PROVIDED TEXT:

>> START

This year, he's been pulled into a mysterious turn of events, and the promise of adventure and excitement - a chance to make his own history! - was too strong to resist.


----------



## Uriel (Oct 16, 2002)

OK, it's Ebou Dari Wanderer/Armsman for me.
I'll have him finished tomorrow.
-Ron


----------



## ToddSchumacher (Oct 16, 2002)

There is something that I perhaps should clarify, There has been no formal announcment for a hunt for the horn, and while you as players know that's what this adventure is about, your characters do not start out knowing that. That does not mean your characters may not be 'Hunters for the Horn' on thier own, Its just that there has been no formal call for hunters.

All your characters just happen to be in Tar Valon at a certain point, and wether or not you go after the Horn will depend on how things go.


----------



## Paragon Badger (Oct 16, 2002)

Edit- Actually, since playing an Accepted would drive me nuts  and we have an NPC Aes Sedai. I'm going to go with a Tar Valoner Armsman.


----------



## garyh (Oct 16, 2002)

ToddSchumacher said:
			
		

> *There is something that I perhaps should clarify, There has been no formal announcment for a hunt for the horn, and while you as players know that's what this adventure is about, your characters do not start out knowing that. That does not mean your characters may not be 'Hunters for the Horn' on thier own, Its just that there has been no formal call for hunters.
> 
> All your characters just happen to be in Tar Valon at a certain point, and wether or not you go after the Horn will depend on how things go. *




Gotcha.  Jorad's history has been edited to reflect this.  I figured mysterious happenings would accurately enough describe our initial hook.  

By the way, Jorad has been in Tar Valon one month.  11 months till the Longing for those keeping score at home!!


----------



## Paragon Badger (Oct 16, 2002)

*Holm Gray*

Here is a quick writeup of my Armsman. I JUST typed this up and need to get going so errors may be prevalent. If I catch them I'll edit it later. Suggestion on the character are welcome if you see a way to make him better.

How are we doing Hit Points?

*Holm Gray*
_Tar Valoner Armsman 4_
*HD*:4d10+8

*Str* 16
*Dex* 10
*Con* 14
*Int* 12
*Wis* 8
*Cha* 13

*Defense*  20 = 5 (Armor) + 2 (Shield) + 3(Class) (Armor Check -6)
*Initiative* 0
*Speed* 20’
*Fort* +6 *Ref* +2 *Will* +0
*Reputation* 1

*BAB* +4
*Battleaxe* +8 1d8+5 x3
*Sling*(40) +4 1d4 x2 50’
*Dagger*(2) +8 1d4+3 19-20/x2
 +4 1d4+3 19-20/x2 10’

*Languages* – Common(Midlands), Common (Cairhien)

*Feats / Abilities*
Education
Weapon Focus (Battleaxe)
Weapon Specialization (Battleaxe)
Power Attack
Cleave

*Skills*
Gather Information (Cha): 4 = 3.5 (ranks) + 1 (Cha)
Intimidate (Cha): 8 = 7 (ranks) + 1 (Cha)
Knowledge (Age of Legends)(Int): 8 = 7 (ranks) + 1 (Int)

>> END

RECORD EXCERPTS:
>> START

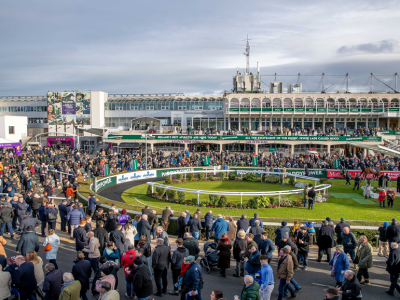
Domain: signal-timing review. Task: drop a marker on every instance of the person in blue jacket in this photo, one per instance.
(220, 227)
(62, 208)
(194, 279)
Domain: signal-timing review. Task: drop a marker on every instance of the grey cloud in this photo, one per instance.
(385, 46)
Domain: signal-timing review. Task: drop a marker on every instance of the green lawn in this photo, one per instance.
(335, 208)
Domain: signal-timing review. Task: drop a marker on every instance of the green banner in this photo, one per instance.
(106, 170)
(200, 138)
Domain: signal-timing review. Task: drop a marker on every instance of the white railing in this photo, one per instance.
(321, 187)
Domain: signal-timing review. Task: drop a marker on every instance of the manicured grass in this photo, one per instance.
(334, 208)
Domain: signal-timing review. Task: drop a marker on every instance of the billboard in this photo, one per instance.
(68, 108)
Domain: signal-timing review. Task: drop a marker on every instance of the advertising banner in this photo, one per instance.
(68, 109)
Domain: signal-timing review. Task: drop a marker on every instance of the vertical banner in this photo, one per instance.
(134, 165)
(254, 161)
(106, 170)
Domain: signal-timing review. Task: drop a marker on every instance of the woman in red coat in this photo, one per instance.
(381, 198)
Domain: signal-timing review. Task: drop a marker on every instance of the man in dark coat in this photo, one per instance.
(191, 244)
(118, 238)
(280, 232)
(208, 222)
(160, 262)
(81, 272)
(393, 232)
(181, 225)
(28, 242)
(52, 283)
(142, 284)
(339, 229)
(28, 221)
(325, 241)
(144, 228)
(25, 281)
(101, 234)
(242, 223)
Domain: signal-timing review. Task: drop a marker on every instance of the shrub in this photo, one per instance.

>> END
>> START

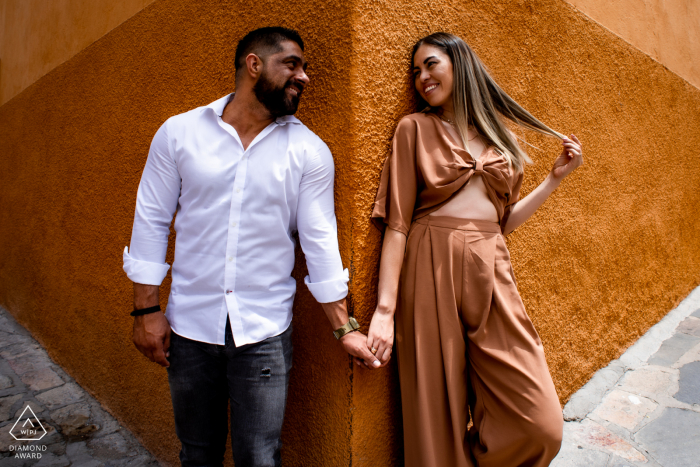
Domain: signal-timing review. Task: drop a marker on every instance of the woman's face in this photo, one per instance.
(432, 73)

>> END

THE REQUEST: List every entry under "Feats / Abilities" in Holm Gray's character writeup from the forum thread. Rely only on the forum thread for this; the records play no part.

RESPONSE TO THIS EXERCISE:
- Education
- Weapon Focus (Battleaxe)
- Weapon Specialization (Battleaxe)
- Power Attack
- Cleave